-- start of GIVEN RECORDS --

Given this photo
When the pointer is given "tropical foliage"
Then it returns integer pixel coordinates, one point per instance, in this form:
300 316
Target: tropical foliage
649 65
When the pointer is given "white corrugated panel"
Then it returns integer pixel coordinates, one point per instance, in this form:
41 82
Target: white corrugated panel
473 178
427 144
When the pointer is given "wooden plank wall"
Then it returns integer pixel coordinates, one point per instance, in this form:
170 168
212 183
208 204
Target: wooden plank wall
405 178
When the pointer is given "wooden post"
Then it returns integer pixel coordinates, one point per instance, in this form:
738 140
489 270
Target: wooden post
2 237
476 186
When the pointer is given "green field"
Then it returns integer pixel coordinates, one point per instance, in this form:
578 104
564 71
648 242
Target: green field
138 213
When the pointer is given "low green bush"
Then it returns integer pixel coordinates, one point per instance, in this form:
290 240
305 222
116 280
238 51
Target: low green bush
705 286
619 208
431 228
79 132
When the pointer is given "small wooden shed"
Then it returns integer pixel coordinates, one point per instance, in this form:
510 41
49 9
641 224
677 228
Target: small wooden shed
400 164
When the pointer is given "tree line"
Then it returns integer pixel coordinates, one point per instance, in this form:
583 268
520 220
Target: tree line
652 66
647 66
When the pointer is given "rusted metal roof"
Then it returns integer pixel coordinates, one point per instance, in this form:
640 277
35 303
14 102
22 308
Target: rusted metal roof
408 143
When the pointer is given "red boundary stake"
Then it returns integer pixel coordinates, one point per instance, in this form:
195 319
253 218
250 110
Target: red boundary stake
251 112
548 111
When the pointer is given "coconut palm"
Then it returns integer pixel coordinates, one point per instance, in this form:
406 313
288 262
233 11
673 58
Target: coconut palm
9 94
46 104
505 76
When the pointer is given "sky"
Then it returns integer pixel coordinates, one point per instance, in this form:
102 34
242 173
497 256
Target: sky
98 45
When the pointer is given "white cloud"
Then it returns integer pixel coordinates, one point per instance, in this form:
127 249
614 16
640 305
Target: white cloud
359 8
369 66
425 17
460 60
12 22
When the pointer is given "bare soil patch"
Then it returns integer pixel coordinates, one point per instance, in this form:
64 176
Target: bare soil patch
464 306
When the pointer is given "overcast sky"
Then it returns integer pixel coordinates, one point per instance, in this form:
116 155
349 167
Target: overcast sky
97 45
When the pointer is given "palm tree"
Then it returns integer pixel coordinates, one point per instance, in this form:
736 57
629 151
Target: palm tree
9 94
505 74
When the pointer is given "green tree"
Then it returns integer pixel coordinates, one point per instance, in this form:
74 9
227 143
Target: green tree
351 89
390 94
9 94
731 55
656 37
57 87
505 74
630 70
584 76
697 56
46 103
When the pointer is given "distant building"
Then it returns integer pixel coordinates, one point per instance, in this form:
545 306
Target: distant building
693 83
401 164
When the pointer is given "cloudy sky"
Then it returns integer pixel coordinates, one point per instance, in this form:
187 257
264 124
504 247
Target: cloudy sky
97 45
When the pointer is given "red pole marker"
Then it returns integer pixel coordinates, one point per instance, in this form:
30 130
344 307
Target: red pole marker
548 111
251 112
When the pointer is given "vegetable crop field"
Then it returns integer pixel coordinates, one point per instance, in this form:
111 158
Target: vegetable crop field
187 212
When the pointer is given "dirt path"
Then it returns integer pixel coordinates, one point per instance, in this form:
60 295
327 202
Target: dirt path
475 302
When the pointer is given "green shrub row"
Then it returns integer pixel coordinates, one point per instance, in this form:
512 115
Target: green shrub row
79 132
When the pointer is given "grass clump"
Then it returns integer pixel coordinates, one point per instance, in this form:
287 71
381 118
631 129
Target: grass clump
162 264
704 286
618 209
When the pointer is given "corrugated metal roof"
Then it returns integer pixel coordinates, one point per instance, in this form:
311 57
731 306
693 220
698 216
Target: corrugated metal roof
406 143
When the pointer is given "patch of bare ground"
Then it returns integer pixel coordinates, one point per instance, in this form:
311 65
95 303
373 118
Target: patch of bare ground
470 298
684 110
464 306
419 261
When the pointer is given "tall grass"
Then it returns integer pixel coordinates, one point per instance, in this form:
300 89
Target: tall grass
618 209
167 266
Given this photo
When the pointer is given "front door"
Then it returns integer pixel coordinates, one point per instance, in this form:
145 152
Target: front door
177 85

-- end of GIVEN RECORDS --

= DIRECTIONS FOR THIS TASK =
Write out every entry exactly as given.

= CORRECT RESPONSE =
Given this photo
When the pointer is given "tropical foliage"
Then it returns integer pixel coordinates, one point per instance, in this form:
300 316
Target: tropical foliage
649 65
When the pointer is given "white corrugated panel"
Then it returns integer pixel coordinates, one point per instance, in this form:
41 82
Target: white corrugated panel
473 178
427 144
When the pointer is given "wooden plank wall"
Then it returns integer pixel coordinates, one point per instance, in this form:
170 168
212 183
208 204
Target: wooden plank wall
405 178
When the pointer is given "wooden post"
Then it returns integer pixel coordinates, one point per instance, in this form:
738 140
489 270
Target: wooden post
2 237
476 186
When the pointer is given "green field"
Then it returns integer pixel coordinates, one point per instance, in this form:
578 104
564 71
648 242
Target: green field
138 213
When the pointer is given "low green bush"
Then it returns integer pixel coordinates, one point per instance, in this form:
290 240
305 222
116 280
238 51
Target: low green bush
705 286
619 208
431 228
79 132
When the pointer is given "small wooden shed"
Then it returns integer pixel coordinates, one point per instance, in this form:
510 41
49 9
641 224
677 228
Target: small wooden shed
400 164
When the pointer is given "tree line"
Then it returns integer pixel coordinates, one point per instance, in this form:
583 268
520 220
Target: tree line
652 66
647 66
When the pointer is given "rusted metal roof"
Then it returns integer pixel coordinates, one point per instance, in this form:
640 277
35 303
14 102
22 308
Target: rusted metal roof
408 143
When the pointer is given "red boundary stake"
Then it returns integer pixel coordinates, one point per instance, in this form:
195 319
253 218
250 110
Target: red boundary stake
251 112
548 111
When the pointer is given "coconut palm"
Then it returns integer pixel coordinates, one point per instance, in this form:
406 313
288 262
233 11
673 58
Target: coconut palm
9 94
46 104
505 76
When the pointer is given "sky"
Then it returns integer pixel coordinates, one point per instance, in this form:
102 34
242 173
497 256
Target: sky
98 45
When the pointer is given "white cloud"
Then it returns integer pixel coordinates, one point per instance, in this form:
127 249
614 16
640 305
Target: white cloud
359 8
369 66
425 17
460 60
12 22
When the pointer is given "bare soil patch"
Then it returns integer pixel coordinates, one point per instance, in this form:
64 176
Target: bare soil patch
464 306
When the pointer is given "overcast sky"
Then it returns integer pixel coordinates, one point per instance, in this form:
116 155
349 167
Target: overcast sky
97 45
When the pointer is given "palm tree"
Then it returns integer pixel coordinates, one point per instance, in this form:
736 57
629 151
Target: palm tree
9 94
505 74
When the pointer is given "green tree"
Then it returns integer pixel coordinates, one point per instance, in this form:
74 9
227 143
Target: green tree
351 89
390 94
9 94
731 55
656 37
57 87
505 74
630 70
584 76
697 56
46 103
When the pointer is given "distant building"
Then it returns integer pixel coordinates, one point per instance, in this form:
545 306
Target: distant building
693 83
401 164
When the pointer is given "cloudy sky"
Then it returns integer pixel coordinates, one point per instance, in this form:
187 257
264 124
504 247
Target: cloudy sky
97 45
When the pointer is given "red pole marker"
Then it returns integer pixel coordinates, one point per instance, in this form:
30 130
344 307
Target: red pole marker
548 111
251 112
When the pointer is given "vegetable crop field"
Then it returns integer pixel coordinates, one point per instance, in this form:
111 158
Target: vegetable crop field
187 212
When the pointer is given "dirt path"
Then it returns integer pixel coordinates, one point per instance, in this form:
60 295
327 202
Target: dirt path
475 302
When the pointer is given "green shrub row"
Then it returns integer pixel coordinates, one point per instance, in this form:
512 115
Target: green shrub row
79 132
When the pointer is given "grass clump"
Then it returns integer pixel coordinates, one point per instance, in this form:
287 71
381 118
631 129
Target: grass clump
162 264
704 286
618 209
When the pointer is given "corrugated metal roof"
Then it returns integer pixel coordinates, one point per instance, in this form:
311 57
731 306
693 220
698 216
Target: corrugated metal roof
406 143
When the pointer is given "patch of bare ground"
Then it returns integer pixel coordinates, one point per instance, in this form:
311 65
95 303
373 118
Target: patch of bare ground
470 298
684 110
464 306
419 261
When the pointer is given "tall grass"
Then it returns integer pixel coordinates, one point per instance, in this form:
300 89
Target: tall grass
618 209
167 266
Given this photo
When the pointer is given "front door"
Then it returns integer pixel coordinates, one point per instance, in this form:
145 152
Target: front door
177 85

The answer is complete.